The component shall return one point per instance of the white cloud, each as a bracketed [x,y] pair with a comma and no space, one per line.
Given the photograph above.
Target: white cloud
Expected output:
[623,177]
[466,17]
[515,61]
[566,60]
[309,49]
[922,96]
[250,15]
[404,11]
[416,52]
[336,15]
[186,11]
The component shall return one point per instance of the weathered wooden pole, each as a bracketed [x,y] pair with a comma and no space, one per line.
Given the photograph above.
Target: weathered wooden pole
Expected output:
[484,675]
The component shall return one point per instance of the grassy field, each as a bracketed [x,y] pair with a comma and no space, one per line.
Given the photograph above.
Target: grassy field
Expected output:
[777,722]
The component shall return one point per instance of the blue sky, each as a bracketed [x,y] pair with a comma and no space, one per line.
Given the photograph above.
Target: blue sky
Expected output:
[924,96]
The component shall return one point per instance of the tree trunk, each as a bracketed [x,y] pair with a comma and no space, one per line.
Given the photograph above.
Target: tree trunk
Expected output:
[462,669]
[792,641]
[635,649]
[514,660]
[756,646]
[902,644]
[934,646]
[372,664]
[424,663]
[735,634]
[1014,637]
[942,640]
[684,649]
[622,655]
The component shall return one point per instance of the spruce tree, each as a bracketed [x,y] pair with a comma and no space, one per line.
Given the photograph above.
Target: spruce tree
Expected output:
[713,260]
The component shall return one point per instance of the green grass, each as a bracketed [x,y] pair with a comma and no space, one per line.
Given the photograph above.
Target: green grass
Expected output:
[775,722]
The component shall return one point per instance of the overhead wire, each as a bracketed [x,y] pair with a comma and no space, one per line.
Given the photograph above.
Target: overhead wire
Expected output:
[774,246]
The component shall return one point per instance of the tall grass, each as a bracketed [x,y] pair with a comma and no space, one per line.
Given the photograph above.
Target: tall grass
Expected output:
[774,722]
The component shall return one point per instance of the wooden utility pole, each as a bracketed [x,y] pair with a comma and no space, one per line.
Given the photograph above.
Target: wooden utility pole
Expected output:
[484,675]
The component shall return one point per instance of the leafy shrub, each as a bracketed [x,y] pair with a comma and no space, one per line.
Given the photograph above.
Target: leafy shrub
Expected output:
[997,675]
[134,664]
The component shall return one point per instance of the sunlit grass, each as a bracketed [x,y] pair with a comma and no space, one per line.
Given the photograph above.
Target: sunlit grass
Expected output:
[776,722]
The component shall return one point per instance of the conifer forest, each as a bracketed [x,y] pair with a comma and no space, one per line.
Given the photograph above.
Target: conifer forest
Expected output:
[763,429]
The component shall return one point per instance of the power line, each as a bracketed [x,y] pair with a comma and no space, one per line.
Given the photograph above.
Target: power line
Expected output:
...
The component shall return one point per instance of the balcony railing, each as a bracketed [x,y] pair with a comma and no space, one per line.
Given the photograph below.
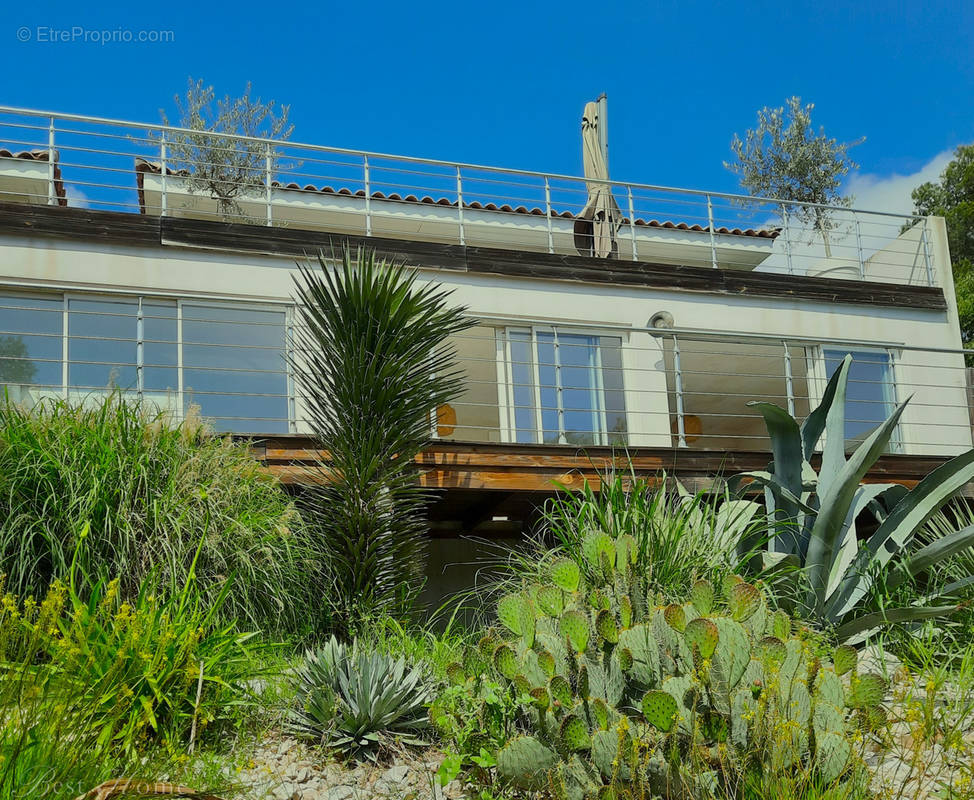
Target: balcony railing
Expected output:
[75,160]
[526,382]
...
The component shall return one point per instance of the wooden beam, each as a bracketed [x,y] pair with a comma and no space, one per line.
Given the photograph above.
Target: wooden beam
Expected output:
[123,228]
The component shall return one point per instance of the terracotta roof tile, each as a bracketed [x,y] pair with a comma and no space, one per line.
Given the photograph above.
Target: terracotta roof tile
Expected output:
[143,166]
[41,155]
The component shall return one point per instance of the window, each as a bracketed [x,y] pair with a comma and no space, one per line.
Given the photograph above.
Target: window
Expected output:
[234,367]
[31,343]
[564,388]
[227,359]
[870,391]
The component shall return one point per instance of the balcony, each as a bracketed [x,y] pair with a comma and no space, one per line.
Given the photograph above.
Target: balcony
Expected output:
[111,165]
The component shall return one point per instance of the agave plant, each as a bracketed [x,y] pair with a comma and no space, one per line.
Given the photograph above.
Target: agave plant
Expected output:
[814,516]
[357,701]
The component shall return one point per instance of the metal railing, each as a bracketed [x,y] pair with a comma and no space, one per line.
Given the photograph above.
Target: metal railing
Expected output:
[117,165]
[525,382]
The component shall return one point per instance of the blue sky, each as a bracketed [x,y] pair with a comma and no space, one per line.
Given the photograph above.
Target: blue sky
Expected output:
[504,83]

# [Exercise instructions]
Collect every line in the entries above that contains the word "tall", and copy each one in full. Case counts, so match only that exact capitalization.

# [Result]
The component shall return one point per instance of the tall grass, each as a bracketed [x,y] pair with a comma and no space, one per line.
Target: tall grass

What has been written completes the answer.